[[ DATA IN THIS EXERCISE, beginning ]]

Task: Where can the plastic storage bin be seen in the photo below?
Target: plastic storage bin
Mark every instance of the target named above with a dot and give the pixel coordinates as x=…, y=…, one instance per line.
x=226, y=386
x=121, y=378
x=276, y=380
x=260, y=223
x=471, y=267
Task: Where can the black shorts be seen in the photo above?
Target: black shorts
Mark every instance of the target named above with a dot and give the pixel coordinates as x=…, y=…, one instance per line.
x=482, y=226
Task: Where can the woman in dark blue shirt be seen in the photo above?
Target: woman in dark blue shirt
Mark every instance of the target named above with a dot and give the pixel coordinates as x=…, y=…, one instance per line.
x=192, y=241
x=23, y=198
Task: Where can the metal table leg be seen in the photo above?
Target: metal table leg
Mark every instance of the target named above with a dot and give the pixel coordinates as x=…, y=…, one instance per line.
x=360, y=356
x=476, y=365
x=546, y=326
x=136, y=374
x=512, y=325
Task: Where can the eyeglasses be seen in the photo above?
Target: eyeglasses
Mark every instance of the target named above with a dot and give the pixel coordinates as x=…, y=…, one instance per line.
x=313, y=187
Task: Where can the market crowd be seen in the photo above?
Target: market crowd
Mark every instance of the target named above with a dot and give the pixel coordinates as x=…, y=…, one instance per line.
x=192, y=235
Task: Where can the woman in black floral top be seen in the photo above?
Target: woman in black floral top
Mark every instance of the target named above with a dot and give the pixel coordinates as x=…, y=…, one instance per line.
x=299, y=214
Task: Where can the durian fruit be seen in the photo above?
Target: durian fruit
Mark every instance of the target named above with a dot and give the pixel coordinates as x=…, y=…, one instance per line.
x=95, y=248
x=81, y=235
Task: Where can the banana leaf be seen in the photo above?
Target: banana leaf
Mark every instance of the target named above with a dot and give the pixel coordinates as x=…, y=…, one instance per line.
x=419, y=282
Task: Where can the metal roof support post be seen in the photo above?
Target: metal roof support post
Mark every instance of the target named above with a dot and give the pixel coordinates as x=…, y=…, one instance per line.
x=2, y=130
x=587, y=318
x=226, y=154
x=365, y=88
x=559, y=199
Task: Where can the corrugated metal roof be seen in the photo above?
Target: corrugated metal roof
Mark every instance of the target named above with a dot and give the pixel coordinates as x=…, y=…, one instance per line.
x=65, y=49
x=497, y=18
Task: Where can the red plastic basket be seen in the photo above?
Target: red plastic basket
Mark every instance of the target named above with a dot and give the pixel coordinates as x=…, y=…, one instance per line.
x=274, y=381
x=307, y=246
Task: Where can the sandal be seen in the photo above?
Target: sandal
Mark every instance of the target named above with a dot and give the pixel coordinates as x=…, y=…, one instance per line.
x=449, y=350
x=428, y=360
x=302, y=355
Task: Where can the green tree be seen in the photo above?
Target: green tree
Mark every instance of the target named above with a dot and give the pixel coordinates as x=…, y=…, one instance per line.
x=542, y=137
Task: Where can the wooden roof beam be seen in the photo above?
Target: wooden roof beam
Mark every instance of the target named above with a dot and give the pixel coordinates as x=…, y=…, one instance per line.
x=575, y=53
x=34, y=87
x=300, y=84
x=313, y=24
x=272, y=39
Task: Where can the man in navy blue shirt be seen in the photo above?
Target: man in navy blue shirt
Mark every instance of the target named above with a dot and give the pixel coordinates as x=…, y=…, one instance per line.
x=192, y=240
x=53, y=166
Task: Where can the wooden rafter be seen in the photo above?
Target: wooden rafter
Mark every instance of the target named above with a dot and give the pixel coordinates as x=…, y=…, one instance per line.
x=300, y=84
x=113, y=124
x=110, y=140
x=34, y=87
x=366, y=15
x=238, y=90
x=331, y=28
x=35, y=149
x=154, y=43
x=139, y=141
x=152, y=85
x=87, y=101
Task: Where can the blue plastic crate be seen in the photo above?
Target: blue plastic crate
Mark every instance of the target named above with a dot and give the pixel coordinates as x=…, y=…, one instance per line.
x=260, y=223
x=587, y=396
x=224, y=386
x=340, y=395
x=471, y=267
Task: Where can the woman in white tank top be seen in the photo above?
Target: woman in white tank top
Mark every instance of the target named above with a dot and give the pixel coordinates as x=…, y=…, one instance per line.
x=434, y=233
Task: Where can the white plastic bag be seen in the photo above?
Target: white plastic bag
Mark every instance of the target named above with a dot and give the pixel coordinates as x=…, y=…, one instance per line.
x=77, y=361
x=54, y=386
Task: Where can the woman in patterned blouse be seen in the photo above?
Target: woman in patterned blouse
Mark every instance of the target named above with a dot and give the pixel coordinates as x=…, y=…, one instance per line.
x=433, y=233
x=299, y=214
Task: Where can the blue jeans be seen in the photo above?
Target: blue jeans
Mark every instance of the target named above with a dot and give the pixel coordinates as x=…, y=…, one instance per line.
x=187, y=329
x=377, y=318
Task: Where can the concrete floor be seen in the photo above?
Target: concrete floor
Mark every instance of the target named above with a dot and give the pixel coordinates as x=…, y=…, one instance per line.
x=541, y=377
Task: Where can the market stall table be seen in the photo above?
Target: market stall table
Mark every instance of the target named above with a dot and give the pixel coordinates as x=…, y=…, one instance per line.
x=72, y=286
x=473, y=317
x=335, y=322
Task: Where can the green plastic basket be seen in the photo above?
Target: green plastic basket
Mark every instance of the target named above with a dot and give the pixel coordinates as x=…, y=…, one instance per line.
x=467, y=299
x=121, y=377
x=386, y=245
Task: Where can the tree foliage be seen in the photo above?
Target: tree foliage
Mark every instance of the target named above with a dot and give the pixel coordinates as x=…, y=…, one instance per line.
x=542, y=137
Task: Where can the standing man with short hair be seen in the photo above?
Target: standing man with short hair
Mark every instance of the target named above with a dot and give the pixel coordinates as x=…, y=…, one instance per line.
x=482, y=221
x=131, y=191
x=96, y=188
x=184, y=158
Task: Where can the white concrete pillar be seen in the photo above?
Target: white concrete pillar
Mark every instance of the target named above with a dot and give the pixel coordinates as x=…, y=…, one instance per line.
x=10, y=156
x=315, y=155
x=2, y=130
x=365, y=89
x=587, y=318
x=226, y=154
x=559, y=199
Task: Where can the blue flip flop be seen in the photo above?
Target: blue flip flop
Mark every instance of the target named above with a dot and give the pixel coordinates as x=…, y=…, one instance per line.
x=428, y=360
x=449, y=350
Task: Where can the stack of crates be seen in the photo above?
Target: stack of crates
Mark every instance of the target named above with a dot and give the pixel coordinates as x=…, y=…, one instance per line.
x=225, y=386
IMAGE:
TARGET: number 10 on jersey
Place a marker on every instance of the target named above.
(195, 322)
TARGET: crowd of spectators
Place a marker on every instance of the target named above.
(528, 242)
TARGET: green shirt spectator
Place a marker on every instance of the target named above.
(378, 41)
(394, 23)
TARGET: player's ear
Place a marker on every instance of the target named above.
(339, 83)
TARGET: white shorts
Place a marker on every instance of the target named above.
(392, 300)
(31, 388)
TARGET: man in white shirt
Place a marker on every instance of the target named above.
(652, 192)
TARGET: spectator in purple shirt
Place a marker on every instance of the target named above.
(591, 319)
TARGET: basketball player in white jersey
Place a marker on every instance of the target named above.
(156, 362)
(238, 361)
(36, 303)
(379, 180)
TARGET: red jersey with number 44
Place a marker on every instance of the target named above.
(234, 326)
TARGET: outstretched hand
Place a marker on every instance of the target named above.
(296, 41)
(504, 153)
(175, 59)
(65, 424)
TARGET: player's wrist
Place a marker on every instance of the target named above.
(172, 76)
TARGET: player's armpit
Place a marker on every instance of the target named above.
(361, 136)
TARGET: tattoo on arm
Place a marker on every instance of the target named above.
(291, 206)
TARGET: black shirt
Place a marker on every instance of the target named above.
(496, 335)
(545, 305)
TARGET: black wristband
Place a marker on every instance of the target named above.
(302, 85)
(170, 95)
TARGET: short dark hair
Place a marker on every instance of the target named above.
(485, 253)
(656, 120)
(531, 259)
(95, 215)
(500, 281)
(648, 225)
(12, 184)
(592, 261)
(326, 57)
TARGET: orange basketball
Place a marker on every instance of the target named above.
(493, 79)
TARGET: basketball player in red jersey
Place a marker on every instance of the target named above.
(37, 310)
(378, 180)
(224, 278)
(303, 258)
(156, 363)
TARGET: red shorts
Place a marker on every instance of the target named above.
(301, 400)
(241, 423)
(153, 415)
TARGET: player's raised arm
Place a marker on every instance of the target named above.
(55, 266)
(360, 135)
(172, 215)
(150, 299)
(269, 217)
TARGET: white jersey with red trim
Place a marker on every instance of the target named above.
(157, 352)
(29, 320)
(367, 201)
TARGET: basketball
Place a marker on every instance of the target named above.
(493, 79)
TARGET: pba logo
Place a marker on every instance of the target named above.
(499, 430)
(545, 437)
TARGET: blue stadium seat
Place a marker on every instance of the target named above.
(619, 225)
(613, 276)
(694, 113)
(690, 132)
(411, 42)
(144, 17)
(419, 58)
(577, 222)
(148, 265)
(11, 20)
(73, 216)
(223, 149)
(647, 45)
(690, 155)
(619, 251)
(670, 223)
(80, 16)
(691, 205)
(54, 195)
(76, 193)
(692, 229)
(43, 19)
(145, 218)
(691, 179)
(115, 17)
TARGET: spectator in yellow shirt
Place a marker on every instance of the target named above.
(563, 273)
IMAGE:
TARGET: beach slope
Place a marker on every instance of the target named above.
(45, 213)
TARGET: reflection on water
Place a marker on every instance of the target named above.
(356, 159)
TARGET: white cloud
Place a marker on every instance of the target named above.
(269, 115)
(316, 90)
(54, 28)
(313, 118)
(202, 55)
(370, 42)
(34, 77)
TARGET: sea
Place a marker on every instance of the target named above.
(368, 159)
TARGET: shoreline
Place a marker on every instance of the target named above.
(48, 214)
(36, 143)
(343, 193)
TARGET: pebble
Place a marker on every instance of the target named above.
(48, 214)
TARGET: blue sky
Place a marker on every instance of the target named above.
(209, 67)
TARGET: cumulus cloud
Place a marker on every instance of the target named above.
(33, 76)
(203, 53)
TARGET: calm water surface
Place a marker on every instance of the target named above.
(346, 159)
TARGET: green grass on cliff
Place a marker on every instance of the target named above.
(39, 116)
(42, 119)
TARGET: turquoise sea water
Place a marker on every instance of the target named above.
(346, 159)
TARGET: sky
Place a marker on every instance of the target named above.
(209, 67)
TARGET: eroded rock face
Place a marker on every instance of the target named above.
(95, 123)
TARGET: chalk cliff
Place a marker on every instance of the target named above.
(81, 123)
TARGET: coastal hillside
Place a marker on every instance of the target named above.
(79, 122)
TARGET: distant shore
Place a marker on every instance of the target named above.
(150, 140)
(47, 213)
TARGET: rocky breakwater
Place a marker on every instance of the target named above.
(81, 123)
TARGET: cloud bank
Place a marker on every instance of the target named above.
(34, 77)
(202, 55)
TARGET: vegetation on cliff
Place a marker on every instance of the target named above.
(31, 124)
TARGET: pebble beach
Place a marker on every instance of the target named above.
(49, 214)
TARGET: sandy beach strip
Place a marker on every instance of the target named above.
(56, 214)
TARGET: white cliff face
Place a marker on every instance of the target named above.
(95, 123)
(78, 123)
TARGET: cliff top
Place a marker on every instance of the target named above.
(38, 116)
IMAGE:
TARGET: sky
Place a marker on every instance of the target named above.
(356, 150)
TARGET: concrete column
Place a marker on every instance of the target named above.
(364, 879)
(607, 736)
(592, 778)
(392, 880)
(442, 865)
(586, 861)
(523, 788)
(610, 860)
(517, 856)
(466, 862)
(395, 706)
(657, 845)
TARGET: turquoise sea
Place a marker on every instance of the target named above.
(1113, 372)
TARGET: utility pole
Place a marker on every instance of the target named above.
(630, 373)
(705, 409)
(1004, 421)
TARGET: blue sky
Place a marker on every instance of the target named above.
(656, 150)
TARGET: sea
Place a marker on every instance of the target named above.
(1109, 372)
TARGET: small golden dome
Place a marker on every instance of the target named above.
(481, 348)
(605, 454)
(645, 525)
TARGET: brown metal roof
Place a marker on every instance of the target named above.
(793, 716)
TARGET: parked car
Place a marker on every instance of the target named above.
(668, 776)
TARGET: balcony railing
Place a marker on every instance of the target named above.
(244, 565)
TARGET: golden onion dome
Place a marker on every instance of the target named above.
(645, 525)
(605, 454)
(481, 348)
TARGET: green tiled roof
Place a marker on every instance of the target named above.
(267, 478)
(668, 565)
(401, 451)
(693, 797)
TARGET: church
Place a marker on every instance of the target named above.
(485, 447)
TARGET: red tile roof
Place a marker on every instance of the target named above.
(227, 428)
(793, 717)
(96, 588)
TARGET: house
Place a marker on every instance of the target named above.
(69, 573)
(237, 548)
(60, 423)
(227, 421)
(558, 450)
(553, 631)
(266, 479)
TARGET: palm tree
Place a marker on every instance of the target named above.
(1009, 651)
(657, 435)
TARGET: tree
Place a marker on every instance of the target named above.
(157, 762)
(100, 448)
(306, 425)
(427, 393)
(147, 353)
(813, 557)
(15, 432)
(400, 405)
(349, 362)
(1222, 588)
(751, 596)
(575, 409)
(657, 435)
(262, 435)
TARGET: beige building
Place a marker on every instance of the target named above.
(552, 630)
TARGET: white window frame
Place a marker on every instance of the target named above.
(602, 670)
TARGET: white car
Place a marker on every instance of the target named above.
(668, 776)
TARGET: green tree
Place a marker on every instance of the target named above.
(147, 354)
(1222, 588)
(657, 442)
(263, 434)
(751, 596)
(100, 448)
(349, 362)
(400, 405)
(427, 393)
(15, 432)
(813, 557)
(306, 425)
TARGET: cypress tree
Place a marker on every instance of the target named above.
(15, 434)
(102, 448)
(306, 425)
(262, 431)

[[ DATA IN THIS EXERCISE, end ]]

> _ASSIGNMENT_
Could you return exactly the lines above from the line with "TARGET: church" to the line with "TARGET: beige building", both included, and nothing else?

> _EXERCISE SOLUTION_
TARGET: church
Place a marker on every instance of the target named above.
(485, 447)
TARGET: red tile roof
Place a marker on every instance of the target named above.
(227, 428)
(793, 717)
(96, 588)
TARGET: house
Place a marker on every instance of the target named above.
(69, 573)
(237, 548)
(60, 423)
(227, 421)
(558, 450)
(553, 631)
(266, 479)
TARGET: palm tree
Place a marker on every instance of the target named above.
(1009, 651)
(657, 435)
TARGET: tree
Place a marker on every instance of the target named above.
(157, 762)
(100, 448)
(306, 425)
(427, 393)
(147, 353)
(813, 557)
(15, 432)
(400, 405)
(349, 362)
(1222, 588)
(751, 596)
(575, 409)
(657, 435)
(262, 435)
TARGET: beige building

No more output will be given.